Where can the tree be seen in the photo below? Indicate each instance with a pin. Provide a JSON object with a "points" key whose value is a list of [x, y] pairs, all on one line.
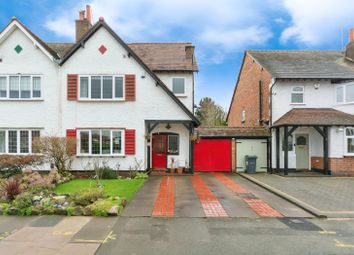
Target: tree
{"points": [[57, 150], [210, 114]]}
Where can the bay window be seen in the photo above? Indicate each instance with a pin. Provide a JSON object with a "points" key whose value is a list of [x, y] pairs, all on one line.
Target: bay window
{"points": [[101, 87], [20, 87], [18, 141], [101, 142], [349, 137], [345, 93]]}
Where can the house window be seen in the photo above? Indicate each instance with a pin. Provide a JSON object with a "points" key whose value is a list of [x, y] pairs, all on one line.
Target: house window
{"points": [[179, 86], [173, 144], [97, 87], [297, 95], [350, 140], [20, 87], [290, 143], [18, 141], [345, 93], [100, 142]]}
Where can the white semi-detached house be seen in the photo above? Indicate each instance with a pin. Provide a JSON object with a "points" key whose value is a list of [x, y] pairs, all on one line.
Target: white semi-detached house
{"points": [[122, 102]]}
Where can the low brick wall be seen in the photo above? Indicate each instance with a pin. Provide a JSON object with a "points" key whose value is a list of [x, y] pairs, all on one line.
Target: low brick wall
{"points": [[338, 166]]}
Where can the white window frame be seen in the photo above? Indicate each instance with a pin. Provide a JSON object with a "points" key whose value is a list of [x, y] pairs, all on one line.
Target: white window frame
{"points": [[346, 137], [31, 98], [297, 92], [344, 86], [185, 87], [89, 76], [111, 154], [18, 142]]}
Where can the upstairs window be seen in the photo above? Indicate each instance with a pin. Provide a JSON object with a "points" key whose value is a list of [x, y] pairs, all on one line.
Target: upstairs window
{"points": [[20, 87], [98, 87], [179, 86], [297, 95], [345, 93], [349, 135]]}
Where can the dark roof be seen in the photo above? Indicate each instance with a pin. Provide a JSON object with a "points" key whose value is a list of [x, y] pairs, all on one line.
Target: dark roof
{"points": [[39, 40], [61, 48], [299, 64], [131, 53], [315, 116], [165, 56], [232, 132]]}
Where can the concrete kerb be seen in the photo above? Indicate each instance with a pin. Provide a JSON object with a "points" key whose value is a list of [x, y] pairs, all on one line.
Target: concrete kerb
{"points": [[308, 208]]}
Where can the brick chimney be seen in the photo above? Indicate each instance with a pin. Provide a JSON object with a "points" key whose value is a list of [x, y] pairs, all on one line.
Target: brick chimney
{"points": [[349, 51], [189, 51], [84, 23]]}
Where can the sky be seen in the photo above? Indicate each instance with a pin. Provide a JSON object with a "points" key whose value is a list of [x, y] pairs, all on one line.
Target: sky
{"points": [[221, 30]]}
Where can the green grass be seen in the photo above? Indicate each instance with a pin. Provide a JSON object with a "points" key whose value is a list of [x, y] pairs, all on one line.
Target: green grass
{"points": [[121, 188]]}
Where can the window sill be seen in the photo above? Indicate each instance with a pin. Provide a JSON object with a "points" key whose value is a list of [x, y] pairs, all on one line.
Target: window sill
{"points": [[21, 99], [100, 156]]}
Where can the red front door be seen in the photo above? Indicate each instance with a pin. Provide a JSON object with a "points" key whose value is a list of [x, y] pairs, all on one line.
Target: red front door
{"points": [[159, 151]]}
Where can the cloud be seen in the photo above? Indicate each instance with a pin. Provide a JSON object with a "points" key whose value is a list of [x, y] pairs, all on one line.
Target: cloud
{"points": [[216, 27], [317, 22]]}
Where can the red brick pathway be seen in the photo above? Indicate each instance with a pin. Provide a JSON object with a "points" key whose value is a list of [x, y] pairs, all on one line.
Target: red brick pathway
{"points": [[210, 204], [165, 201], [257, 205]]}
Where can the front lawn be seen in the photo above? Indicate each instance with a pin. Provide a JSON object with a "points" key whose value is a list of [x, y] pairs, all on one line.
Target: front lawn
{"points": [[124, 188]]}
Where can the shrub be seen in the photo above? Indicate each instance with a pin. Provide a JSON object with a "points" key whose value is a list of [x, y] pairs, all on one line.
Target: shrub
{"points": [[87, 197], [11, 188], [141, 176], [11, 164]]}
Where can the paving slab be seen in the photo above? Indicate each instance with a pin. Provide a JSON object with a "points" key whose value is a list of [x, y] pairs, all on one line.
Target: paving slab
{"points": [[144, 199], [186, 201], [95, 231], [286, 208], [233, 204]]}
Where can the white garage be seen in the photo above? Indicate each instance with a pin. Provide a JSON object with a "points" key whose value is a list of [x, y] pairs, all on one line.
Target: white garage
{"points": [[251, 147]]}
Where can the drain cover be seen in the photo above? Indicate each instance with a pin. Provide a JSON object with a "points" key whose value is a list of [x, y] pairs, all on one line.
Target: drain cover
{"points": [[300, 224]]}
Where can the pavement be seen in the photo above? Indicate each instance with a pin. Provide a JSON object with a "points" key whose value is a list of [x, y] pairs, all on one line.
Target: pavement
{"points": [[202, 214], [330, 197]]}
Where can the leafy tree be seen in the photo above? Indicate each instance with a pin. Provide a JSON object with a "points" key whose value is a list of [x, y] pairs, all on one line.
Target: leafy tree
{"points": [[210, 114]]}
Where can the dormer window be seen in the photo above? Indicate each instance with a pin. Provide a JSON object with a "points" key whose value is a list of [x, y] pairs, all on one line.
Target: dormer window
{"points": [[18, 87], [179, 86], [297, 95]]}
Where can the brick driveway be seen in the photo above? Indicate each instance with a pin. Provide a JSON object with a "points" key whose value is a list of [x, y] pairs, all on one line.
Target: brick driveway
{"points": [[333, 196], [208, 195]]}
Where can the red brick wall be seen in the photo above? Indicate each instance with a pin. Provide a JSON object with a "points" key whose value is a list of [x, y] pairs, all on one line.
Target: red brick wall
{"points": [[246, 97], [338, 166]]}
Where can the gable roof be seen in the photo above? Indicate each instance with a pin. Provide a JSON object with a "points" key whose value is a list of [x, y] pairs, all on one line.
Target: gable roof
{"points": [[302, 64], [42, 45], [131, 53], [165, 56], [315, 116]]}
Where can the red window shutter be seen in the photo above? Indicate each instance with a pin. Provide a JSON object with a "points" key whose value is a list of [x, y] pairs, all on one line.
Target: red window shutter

WORK REQUEST = Leave every picture out and output the records exactly.

RESPONSE TO THE EXERCISE =
Where can the tree be seen in the photo below? Indicate each instance with a pin. Provide a JSON object with a "points" key whose value is a list of [x, y] pairs, all on one line.
Target: tree
{"points": [[57, 150], [210, 114]]}
Where can the bay window be seen in the photo above? Indicate each instance with a pin. Provide a JSON object with a "points" key whose value is a list of [x, y] pairs, all on one line.
Target: bay window
{"points": [[101, 87], [20, 87], [18, 141], [101, 142], [349, 137], [345, 93]]}
Where can the house window be seen in the photo above? Indicate each instance with a pin. Provide a JSON object with a "points" key whose value is a list of [x, y] pairs, all on one line.
Target: house window
{"points": [[179, 86], [173, 144], [97, 87], [297, 95], [350, 140], [20, 87], [290, 143], [18, 141], [345, 93], [100, 142]]}
Where can the white semi-detached house be seen in the photo above? Indicate each instance with a pin. Provide a JSON object with a "points" key whose value is a list of [x, y] pairs, all on one line.
Target: white semi-detached house
{"points": [[122, 102]]}
Where can the low brick wall be seen in the photo above? Indicate each instance with a pin. Provide a JSON object with a "points" key whose value is a list of [x, y] pairs, all on one line.
Target: low brick wall
{"points": [[338, 166]]}
Where can the white window frame be seen in the photo above? Indicate each instance with a pin. Provide a JSON object with a "points" key whose value is a list of [x, y] pairs, all on one line.
Target: white window frame
{"points": [[346, 137], [31, 98], [297, 92], [344, 86], [185, 87], [89, 76], [111, 154], [18, 142]]}
Where can the upstairs window be seen in the photo above? Indicate each instance with a pin. Provide a JSON object with a "points" key whose value is a list of [x, y] pairs, all on one line.
Target: upstairs window
{"points": [[20, 87], [98, 87], [179, 86], [297, 95], [345, 93], [349, 135]]}
Where can the dark roof be seen in the photo above? Indicate each instance with a pin. Provide a JSON object with a "points" key whose value is a list of [x, y] pairs, all on one line.
Target: dark roof
{"points": [[39, 40], [61, 48], [299, 64], [131, 53], [315, 116], [165, 56], [232, 132]]}
Where can the concrete kerb be seen in the photo above? Indicate each instance with a pin. Provide a JSON object with a "points" key whose value is a list of [x, y] pairs, all on one line.
Target: concrete kerb
{"points": [[308, 208]]}
Where can the brick chimney be seen in the photo above? Indicate each instance with a pin. Provide a JSON object with a "points" key whose value is a list of [x, y] pairs, all on one line.
Target: brick chimney
{"points": [[349, 51], [189, 51], [84, 23]]}
Where can the sky be seen in the photo above? Indicate each instance with a pin. Provide a JSON object with a "points" key whose value is a list of [x, y] pairs, all on one line.
Target: sky
{"points": [[221, 30]]}
Where can the green grass be seen in the photo above? Indicate each instance with a pin. Provide a JSON object with a "points" key whose value is a list of [x, y] pairs, all on one line.
Target: green grass
{"points": [[121, 188]]}
Where can the window sill be seen in the photo above? Indicate each instance with a pin. Provide a JSON object with a "points" key whose value is a list of [x, y] pairs, all on one line.
Target: window sill
{"points": [[21, 99], [100, 156]]}
Where can the red front door be seen in the photo above? Indicate each instance with a pin. Provide a JSON object with a "points" key whose value is a list of [x, y] pairs, all on one line.
Target: red front door
{"points": [[159, 151]]}
Where can the cloud be seen in the photo above? Indicate each instance with a pin. Provide a JSON object with a "points" key whose value is a list of [x, y] pairs, all on one line.
Target: cloud
{"points": [[216, 27], [317, 22]]}
Where can the red brick pathway be seen in the photo above? Indicate each instance with a pin. Provide a JSON object with a "points" key whose value is a list of [x, y] pairs, all on one line.
Target: red brick pathway
{"points": [[210, 204], [165, 201], [257, 205]]}
Where can the front lawn be seen in the photo above? Indicate each instance with a pin. Provide a JSON object with a "points" key whose value is a list of [x, y] pairs, all on one line.
Target: front lawn
{"points": [[124, 188]]}
Where can the shrub be seen in the photo above? Indicate each instance with a pin. Provide a JSON object with a "points" key whose value is a list of [x, y] pairs, all on one line.
Target: shrub
{"points": [[87, 197], [11, 188], [141, 176], [11, 164]]}
Where can the paving slab be seen in the photo above? Indicate each instance with a pin. Provide a JSON object with a "points" key whose value is a list of [x, y] pairs, all on one line.
Target: paving slab
{"points": [[144, 199], [186, 201], [95, 231], [286, 208], [233, 204]]}
Where can the white garage be seen in the photo above? Indicate each instance with a pin. Provide a JSON object with a "points" key whose value is a list of [x, y] pairs, all on one line.
Target: white garage
{"points": [[251, 147]]}
Where can the drain cover be seen in the photo above? Indicate each instance with a pin. Provide a JSON object with a "points" key whose value is a list of [x, y] pairs, all on one line.
Target: drain cover
{"points": [[300, 224]]}
Where can the pavement be seen in the photo above? Indicate each instance with a pin. Provide a JSON object with a "points" key whose value is a list of [x, y] pairs, all on one line.
Target: pavement
{"points": [[202, 214], [330, 197]]}
Where can the leafy tree be seen in the photo above? Indicate each instance with a pin. Provide a JSON object with a "points" key whose value is a list of [x, y] pairs, all on one line.
Target: leafy tree
{"points": [[210, 114]]}
Where can the dormer window be seen in the photo above? Indicate each instance with a pin. Provide a JSON object with a "points" key whose value is a list of [x, y] pairs, all on one line.
Target: dormer window
{"points": [[18, 87], [179, 86], [297, 95]]}
Where can the brick driveway be seen in the photo above? Indicate each instance with a pin. Provide a JSON object with a "points" key whose value is a list of [x, y] pairs, all on one line.
Target: brick driveway
{"points": [[333, 196], [208, 195]]}
Where can the red brick wall be seen in the photo above? Indicate each instance with a pin. Provide a JSON object with a "points" key whose value is a list of [x, y] pairs, all on one line.
Target: red brick wall
{"points": [[246, 97], [338, 166]]}
Where can the gable roof be seen in the photo above? Indicate each instance with a pin. Provide a JSON object with a "points" key whose value is a list of [x, y] pairs, all on one line.
Target: gable roof
{"points": [[302, 64], [42, 45], [131, 53], [165, 56], [315, 116]]}
Where can the red window shutter be seen in the photo above? Indicate each instance with a pin. Provide a JSON object with a "points" key whose value is a list of [x, y] pairs, all on one line.
Target: red window shutter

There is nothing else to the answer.